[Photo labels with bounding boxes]
=====
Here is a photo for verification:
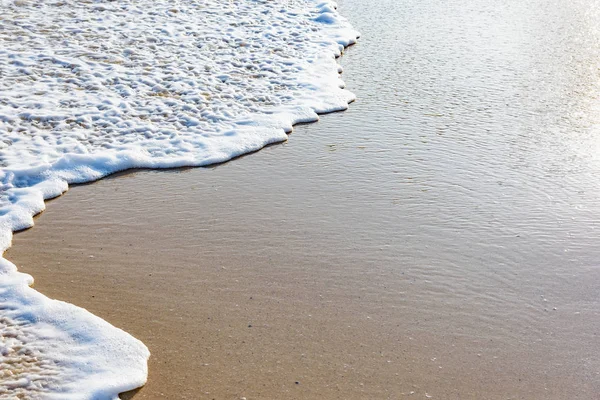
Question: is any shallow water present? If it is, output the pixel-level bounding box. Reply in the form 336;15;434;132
8;0;600;399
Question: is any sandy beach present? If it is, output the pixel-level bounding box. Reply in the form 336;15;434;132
7;117;600;399
5;0;600;400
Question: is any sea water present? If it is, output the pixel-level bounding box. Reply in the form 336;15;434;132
0;0;358;399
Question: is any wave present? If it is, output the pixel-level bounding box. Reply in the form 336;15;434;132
0;0;358;399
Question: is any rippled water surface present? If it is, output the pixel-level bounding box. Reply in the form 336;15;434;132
9;0;600;399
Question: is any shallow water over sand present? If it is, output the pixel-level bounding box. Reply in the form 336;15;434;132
7;0;600;399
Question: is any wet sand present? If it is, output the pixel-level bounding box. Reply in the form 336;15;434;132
6;0;600;400
7;118;600;399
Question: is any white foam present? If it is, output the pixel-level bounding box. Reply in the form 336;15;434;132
0;0;358;399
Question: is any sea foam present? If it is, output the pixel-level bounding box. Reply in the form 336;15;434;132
0;0;358;399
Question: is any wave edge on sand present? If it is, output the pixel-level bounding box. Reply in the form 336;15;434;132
0;0;359;400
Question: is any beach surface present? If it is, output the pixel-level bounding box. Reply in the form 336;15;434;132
5;0;600;400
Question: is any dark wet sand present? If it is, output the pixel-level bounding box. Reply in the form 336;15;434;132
7;114;600;399
6;0;600;394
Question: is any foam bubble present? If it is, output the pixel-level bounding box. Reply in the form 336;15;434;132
0;0;358;399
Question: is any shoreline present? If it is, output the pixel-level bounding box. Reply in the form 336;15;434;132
8;110;597;399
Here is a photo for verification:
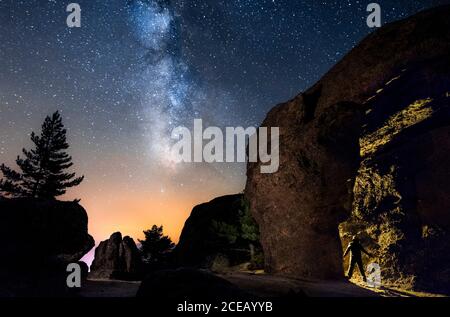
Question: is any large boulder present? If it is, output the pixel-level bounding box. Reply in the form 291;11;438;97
340;56;450;292
245;6;450;282
0;199;94;296
89;232;143;280
174;194;260;271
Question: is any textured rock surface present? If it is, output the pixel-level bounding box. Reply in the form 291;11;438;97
175;195;259;270
245;6;450;278
89;232;142;279
0;199;94;296
341;56;450;292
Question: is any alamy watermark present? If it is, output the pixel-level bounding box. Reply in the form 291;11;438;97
171;119;280;174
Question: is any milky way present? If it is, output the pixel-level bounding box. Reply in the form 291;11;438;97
0;0;449;262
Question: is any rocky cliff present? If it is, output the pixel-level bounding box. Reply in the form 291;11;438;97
245;6;450;287
174;194;259;270
0;199;94;296
89;232;143;280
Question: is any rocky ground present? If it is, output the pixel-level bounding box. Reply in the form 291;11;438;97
80;272;441;298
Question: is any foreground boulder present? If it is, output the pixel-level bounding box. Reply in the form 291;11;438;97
245;6;450;286
0;199;94;296
341;56;450;292
89;232;143;280
174;195;260;271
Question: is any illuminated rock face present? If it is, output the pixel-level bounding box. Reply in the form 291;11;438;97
340;57;450;291
89;232;142;280
245;7;450;286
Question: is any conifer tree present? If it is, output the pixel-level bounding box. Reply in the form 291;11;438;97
0;111;84;199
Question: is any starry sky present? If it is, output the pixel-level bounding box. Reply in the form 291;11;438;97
0;0;449;261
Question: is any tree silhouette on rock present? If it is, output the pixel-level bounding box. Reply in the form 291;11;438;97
139;225;175;265
0;111;84;199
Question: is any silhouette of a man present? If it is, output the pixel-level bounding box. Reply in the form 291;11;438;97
344;236;371;282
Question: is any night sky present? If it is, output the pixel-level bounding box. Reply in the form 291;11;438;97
0;0;449;262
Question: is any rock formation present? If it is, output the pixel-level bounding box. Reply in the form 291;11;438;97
0;199;94;296
245;6;450;287
174;195;259;270
89;232;142;280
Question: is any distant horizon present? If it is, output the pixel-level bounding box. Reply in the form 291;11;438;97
0;0;447;264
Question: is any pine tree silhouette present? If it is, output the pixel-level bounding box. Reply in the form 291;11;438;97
0;111;84;199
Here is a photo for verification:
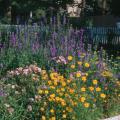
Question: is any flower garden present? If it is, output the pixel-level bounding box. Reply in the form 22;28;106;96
0;24;120;120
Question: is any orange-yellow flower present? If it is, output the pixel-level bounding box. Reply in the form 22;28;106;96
89;86;94;91
76;72;81;78
38;90;43;94
69;89;74;94
50;117;56;120
50;94;55;98
45;90;49;94
62;82;66;87
100;93;106;99
96;87;101;92
77;61;82;65
80;97;86;102
50;109;55;113
70;65;75;69
84;102;90;108
42;116;46;120
85;63;90;68
62;114;67;118
92;80;98;85
50;72;58;80
68;56;73;61
82;76;87;82
81;87;86;92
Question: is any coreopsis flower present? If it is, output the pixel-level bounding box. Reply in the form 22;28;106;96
68;56;73;61
62;114;67;118
50;109;55;113
80;97;86;102
89;86;94;91
84;102;90;108
96;87;101;92
27;105;32;112
7;107;14;114
40;107;45;112
92;80;98;85
82;76;87;82
77;61;82;66
85;63;90;68
81;87;86;92
100;93;106;99
70;65;75;69
38;89;43;94
50;117;56;120
41;116;46;120
76;72;81;78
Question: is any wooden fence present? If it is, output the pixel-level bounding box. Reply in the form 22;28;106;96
84;27;120;51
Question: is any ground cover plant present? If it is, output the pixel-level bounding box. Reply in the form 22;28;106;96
0;20;120;120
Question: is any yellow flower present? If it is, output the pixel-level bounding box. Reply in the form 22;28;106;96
81;87;86;92
100;93;106;98
40;107;45;111
42;116;46;120
50;117;56;120
85;63;90;68
66;107;73;112
48;80;52;85
54;81;58;86
82;76;87;82
96;87;101;92
68;56;73;61
50;86;55;89
55;97;60;102
41;70;47;75
50;94;55;98
50;72;58;80
101;70;113;77
38;90;43;94
76;72;81;78
61;101;66;106
85;73;88;76
45;90;49;94
61;88;65;92
84;102;90;108
50;109;55;113
69;89;74;94
67;80;71;83
77;61;82;65
62;114;67;118
59;93;63;96
62;82;66;87
80;97;86;102
89;86;94;91
70;65;75;69
92;80;98;85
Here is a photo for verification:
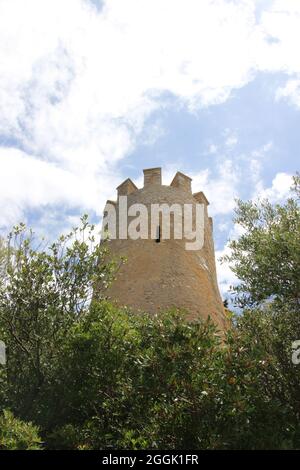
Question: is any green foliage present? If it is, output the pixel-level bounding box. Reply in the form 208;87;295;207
0;216;118;417
0;177;300;450
0;410;41;450
224;176;300;307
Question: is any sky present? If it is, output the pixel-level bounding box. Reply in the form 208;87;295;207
0;0;300;297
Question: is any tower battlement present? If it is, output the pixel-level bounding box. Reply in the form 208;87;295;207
99;168;227;330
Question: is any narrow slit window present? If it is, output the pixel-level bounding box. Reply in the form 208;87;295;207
155;225;161;243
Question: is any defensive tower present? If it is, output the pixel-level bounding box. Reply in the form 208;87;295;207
104;168;226;330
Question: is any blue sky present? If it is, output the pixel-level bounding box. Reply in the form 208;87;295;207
0;0;300;296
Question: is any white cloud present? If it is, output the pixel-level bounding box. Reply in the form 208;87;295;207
191;159;240;216
0;0;300;231
258;173;293;203
216;224;244;296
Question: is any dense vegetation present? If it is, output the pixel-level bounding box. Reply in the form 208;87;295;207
0;177;300;449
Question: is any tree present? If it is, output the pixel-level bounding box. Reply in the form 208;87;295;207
0;216;114;419
0;410;41;450
223;175;300;310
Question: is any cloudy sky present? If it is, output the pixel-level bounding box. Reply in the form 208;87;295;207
0;0;300;300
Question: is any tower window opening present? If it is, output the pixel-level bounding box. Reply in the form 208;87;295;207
155;225;161;243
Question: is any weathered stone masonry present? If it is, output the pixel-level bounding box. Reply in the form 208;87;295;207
101;168;226;330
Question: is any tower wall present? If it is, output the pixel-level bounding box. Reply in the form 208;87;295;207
101;169;226;329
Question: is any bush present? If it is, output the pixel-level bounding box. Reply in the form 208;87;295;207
0;410;41;450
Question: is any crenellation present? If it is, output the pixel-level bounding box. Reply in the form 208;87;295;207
99;168;227;330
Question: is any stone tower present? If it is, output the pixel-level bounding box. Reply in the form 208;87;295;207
104;168;226;330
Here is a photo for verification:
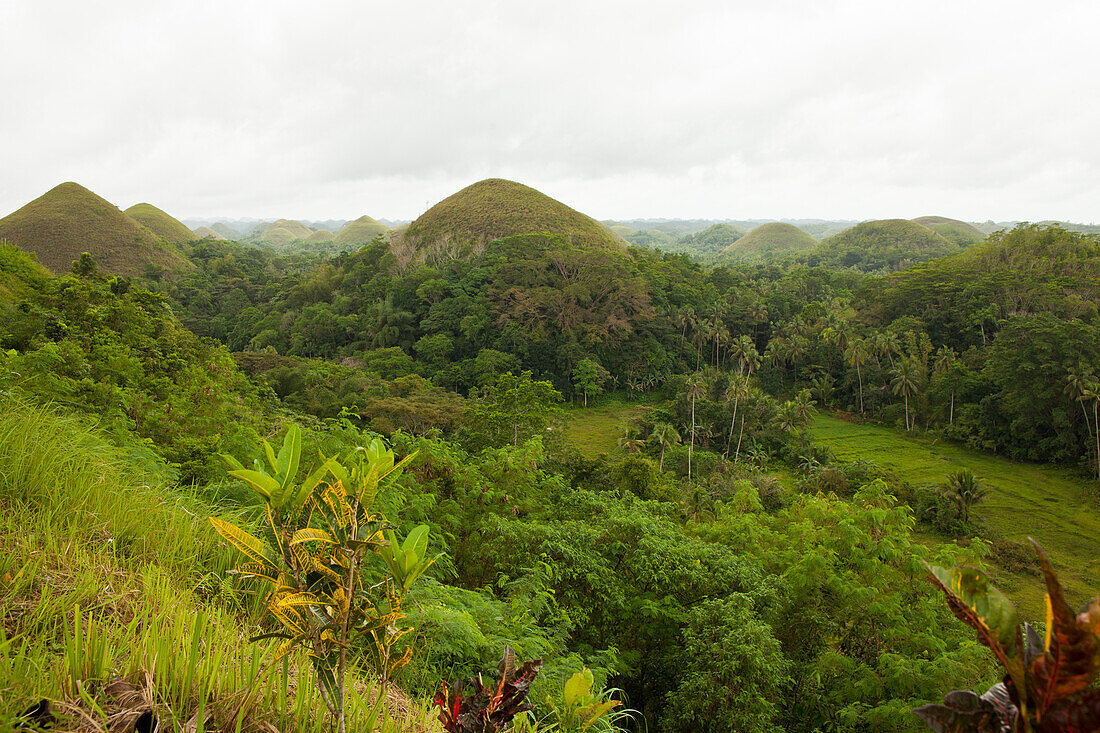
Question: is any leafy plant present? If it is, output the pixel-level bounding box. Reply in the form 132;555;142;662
944;469;989;523
556;667;622;733
913;540;1100;733
210;425;433;733
435;646;542;733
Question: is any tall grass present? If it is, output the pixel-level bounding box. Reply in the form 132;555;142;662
0;401;433;733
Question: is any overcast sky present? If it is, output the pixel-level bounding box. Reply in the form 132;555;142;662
0;0;1100;222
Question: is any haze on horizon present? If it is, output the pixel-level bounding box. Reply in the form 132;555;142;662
0;0;1100;223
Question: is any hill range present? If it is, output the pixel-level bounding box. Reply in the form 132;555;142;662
0;183;194;276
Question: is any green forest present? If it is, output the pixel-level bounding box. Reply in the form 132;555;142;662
0;179;1100;733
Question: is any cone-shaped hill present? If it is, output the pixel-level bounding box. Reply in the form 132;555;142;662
719;221;817;262
210;221;241;239
392;178;623;261
913;217;986;247
810;219;964;272
0;183;191;275
193;227;226;239
336;216;389;247
125;204;195;244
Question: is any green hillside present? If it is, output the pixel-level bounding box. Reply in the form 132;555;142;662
191;227;226;240
0;183;191;275
913;217;986;247
334;215;389;247
721;221;817;261
210;221;241;239
809;219;964;272
394;178;623;261
666;223;745;258
125;204;195;244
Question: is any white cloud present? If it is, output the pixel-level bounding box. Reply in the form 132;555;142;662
0;0;1100;221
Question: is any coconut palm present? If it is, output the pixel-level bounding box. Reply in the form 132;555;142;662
890;359;920;433
649;423;682;471
685;373;706;481
844;339;870;415
944;469;989;523
725;374;749;460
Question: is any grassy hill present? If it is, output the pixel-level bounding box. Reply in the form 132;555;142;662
913;217;986;247
210;221;241;239
812;415;1100;619
671;223;745;258
807;219;964;272
721;221;817;261
393;178;623;261
125;204;195;244
334;215;389;247
193;227;226;239
0;183;191;275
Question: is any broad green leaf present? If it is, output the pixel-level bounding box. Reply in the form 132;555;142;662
562;667;593;708
229;469;279;502
928;566;1020;656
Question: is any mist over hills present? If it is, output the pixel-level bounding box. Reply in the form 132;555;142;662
0;182;191;275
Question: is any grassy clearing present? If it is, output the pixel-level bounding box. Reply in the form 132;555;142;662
812;415;1100;619
0;401;438;733
564;397;649;458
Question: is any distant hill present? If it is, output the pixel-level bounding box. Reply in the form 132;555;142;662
807;219;965;272
306;229;336;242
661;223;745;259
125;204;195;244
210;221;241;239
392;178;623;261
0;183;191;275
336;215;389;247
913;217;986;247
719;221;817;262
195;227;227;240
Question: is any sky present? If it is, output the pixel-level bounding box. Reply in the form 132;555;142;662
0;0;1100;223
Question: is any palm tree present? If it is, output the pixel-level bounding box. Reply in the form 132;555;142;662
725;374;749;459
844;339;868;415
729;336;760;375
945;469;989;524
1066;363;1092;438
618;427;646;453
686;373;706;481
649;423;682;472
932;346;958;425
1082;381;1100;481
890;359;919;433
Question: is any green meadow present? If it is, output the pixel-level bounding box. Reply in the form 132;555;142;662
811;415;1100;617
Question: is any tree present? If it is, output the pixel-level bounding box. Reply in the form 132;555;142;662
725;375;749;458
890;359;920;433
465;372;561;448
573;359;611;407
649;423;682;472
844;339;870;415
945;469;989;523
686;372;706;481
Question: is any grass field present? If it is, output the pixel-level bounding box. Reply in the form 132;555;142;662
564;400;649;458
812;415;1100;619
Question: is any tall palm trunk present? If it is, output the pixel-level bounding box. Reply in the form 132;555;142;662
726;397;740;460
734;415;745;463
856;361;864;415
688;394;695;482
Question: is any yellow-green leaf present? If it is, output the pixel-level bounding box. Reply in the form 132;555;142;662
210;516;274;566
=====
# REQUIRED WORK
How many lines of the records above contain the word "silhouette"? Give only the number.

# ANSWER TO THE TASK
3